§ **Problem to solve**:
Can you print each of the lines below verbatim, from the first to the last?

--- Stored rows ---

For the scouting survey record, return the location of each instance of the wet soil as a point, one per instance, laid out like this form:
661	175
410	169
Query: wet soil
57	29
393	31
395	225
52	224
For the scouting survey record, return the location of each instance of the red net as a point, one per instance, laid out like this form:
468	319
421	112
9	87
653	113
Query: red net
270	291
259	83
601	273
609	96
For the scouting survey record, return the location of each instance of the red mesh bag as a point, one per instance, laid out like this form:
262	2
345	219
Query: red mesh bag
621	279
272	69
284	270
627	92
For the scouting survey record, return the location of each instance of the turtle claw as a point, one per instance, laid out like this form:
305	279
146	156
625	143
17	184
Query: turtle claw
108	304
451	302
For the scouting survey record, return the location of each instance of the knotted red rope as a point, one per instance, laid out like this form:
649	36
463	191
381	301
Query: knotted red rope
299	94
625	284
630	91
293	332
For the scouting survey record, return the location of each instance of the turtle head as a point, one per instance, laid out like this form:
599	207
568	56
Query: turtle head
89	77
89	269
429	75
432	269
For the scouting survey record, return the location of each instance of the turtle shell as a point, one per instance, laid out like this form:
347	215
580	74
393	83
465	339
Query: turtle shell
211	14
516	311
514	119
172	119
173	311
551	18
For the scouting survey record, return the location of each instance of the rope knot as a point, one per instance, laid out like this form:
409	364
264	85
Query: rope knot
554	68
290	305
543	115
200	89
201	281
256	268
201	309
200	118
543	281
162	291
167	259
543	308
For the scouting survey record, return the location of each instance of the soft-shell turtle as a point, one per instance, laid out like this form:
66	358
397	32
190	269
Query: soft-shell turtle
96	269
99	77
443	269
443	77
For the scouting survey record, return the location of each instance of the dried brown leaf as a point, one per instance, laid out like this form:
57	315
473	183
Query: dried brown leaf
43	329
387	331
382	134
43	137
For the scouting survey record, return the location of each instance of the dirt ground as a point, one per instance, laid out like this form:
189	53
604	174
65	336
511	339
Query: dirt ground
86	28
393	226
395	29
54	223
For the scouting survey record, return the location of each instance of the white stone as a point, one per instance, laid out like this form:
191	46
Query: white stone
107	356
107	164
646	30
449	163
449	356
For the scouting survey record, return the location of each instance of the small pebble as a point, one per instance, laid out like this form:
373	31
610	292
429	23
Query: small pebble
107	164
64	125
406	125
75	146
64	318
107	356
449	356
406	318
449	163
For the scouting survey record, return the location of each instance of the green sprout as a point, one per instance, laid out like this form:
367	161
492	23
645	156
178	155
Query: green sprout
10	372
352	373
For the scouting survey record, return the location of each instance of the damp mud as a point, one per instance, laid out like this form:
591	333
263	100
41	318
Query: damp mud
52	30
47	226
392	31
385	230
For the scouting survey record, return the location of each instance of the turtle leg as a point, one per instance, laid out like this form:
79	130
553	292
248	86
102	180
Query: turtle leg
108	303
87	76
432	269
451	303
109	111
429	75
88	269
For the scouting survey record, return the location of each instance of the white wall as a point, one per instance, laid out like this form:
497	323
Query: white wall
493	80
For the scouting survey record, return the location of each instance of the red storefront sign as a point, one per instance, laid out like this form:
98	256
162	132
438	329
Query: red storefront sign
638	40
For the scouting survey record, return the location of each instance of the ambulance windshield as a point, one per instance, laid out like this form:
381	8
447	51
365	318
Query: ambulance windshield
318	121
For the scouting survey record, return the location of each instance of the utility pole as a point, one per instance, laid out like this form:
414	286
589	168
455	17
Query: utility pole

---

§ **Written answer**:
For the scouting survey record, return the location of each instance of the wet soil as a point, one per instance, laid out like this form:
661	175
410	169
Query: wet soil
57	29
393	31
395	225
52	224
For the scouting survey record, return the location of each instance of the red net as a point, one per instance, laid out like this form:
468	319
421	112
9	87
653	113
Query: red net
270	291
259	83
601	273
609	96
For the scouting survey record, return the location of each instance of the red mesh bag as a point, one per instance, laid out like this form:
262	2
345	219
Query: red mesh bag
621	279
272	69
284	270
627	92
For the scouting survey record, return the location of each instance of the turtle claw as a point, one per instance, laid out like this form:
305	279
146	156
625	143
17	184
Query: turtle claw
108	304
451	302
For the scouting survey record, return the location of each instance of the knotted red rope as a point, one per instance, laid out like this form:
649	36
463	191
381	301
Query: knotted red rope
299	94
625	284
630	91
293	332
For the scouting survey record, return the location of each instance of the turtle head as a point, one per instance, laid out like this form:
599	207
568	56
Query: turtle head
89	77
89	269
429	75
432	269
For the scouting survey record, return the location of each instance of the turtle shell as a point, one per instance, laid out like this form:
347	215
580	74
393	83
465	339
Query: turtle shell
211	14
516	311
514	119
172	119
173	311
551	18
For the scouting survey record, return the location of each instance of the rope knot as a point, one per instance, laid out like this form:
409	364
264	85
Query: rope knot
554	68
290	305
543	115
200	89
201	281
256	268
201	309
200	118
543	281
162	291
167	259
543	308
For the scouting survey record, return the location of each instance of the soft-shell turtle as a point, one per instance, laid out like this form:
66	358
397	32
190	269
Query: soft-shell turtle
96	269
99	77
443	269
443	77
For the scouting survey record, return the location of each instance of the dried brown leaf as a point, one per instance, laid out like this form:
57	315
473	183
Query: dried brown leaf
43	329
387	331
382	134
43	137
For the scouting survey record, return the location of each instance of the dirt ground as a point, one per instance, laid out like this form:
189	53
604	174
65	336
511	339
Query: dirt ground
86	28
393	226
395	29
54	223
For the scouting survey record, return the location of each instance of the white stone as a point, one per instance, laid out like this form:
191	46
Query: white stone
107	356
107	164
646	30
449	163
449	356
For the scouting survey record, return the location of each instance of the small pebble as a point, one per instance, laid out like this form:
373	31
610	292
429	23
Query: small pebble
107	164
64	125
406	125
75	146
64	318
107	356
449	356
406	318
449	163
For the scouting survey record, return the location of each instance of the green sprout as a point, one per instance, laid out like this form:
367	161
492	23
645	156
178	155
Query: green sprout
10	372
352	373
For the scouting survey record, return the location of each instance of the damp mud as a point, one per instance, laid out like this form:
591	333
263	100
41	318
Query: damp mud
52	30
47	226
392	31
385	230
For the scouting survey record, return the location of each instance of the turtle leg as a point, one per instance, laid out like this form:
79	130
553	292
248	86
102	180
Query: turtle leg
108	303
87	76
432	269
451	303
109	111
429	75
88	269
For the scouting survey record, return the location of each instance of the white wall as a point, one per instance, laid out like this form:
497	323
Query: white wall
493	80
For the scouting survey record, return the location of each instance of the red storefront sign as a point, one per instance, laid out like this form:
98	256
162	132
438	329
Query: red storefront sign
638	40
For the scouting survey record, return the location of each instance of the ambulance windshield as a point, one per instance, laid out like this form:
381	8
447	51
365	318
Query: ambulance windshield
318	121
For the scouting survey record, return the location of each instance of the utility pole as a point, one per instance, laid out like this form:
414	286
589	168
455	17
Query: utility pole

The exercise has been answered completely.